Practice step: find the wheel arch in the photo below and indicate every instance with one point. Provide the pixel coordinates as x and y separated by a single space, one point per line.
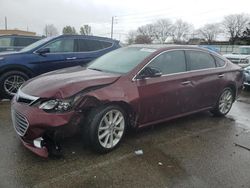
234 89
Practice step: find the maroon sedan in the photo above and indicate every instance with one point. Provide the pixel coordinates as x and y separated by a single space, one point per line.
134 86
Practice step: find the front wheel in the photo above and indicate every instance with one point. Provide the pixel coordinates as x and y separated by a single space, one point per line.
107 127
10 82
224 103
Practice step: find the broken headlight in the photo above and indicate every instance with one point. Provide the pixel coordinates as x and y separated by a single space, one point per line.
57 105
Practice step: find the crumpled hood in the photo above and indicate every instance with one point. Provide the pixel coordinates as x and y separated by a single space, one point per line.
66 82
236 56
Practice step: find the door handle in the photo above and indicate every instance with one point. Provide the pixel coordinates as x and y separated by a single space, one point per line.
71 58
185 82
221 75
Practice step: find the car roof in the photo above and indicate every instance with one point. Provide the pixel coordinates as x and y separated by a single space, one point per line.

* ACTIVITY
Repeat everything in the records above exactly; pictures are not part of the copy.

* EXERCISE RESULT
Practice step: find the wheel arch in the photo below and indicate every instance with one point. Provide the pixel coordinates as x and y separated by a single space, one point per line.
234 89
Practice step: find the maroon sedan in the photo above and indicate every instance with one point. Provide the pixel coordinates as x and y separated by a single space, one point per line.
134 86
Practice step: find the front wheel in the photo above and indicate every instance with one point. Provide the pixel coordinates as x and y separated by a single space, one point per line.
107 127
10 82
224 103
Practice step: find the broken headlight in the photo above and indicate every instance with one point. Provide the pixel coordinates as x and y separated by a single space, one point per line.
57 105
Practice step: find the crumpled hood in the photo above and indicate every instance with one point. Provide the pixel coordinates as x and y separated by a single space, one point per line.
66 82
236 56
Practice step: find the door handle in the photo above and indicate every instance with one point. Provide the pixel coordinates as x and y separated by a single space, one point per line.
71 58
185 82
221 75
Practice step: find the car roof in the photo above and indicate every instance with one point. Provide the pixel coordinates as x and y separated by a single space, one point per line.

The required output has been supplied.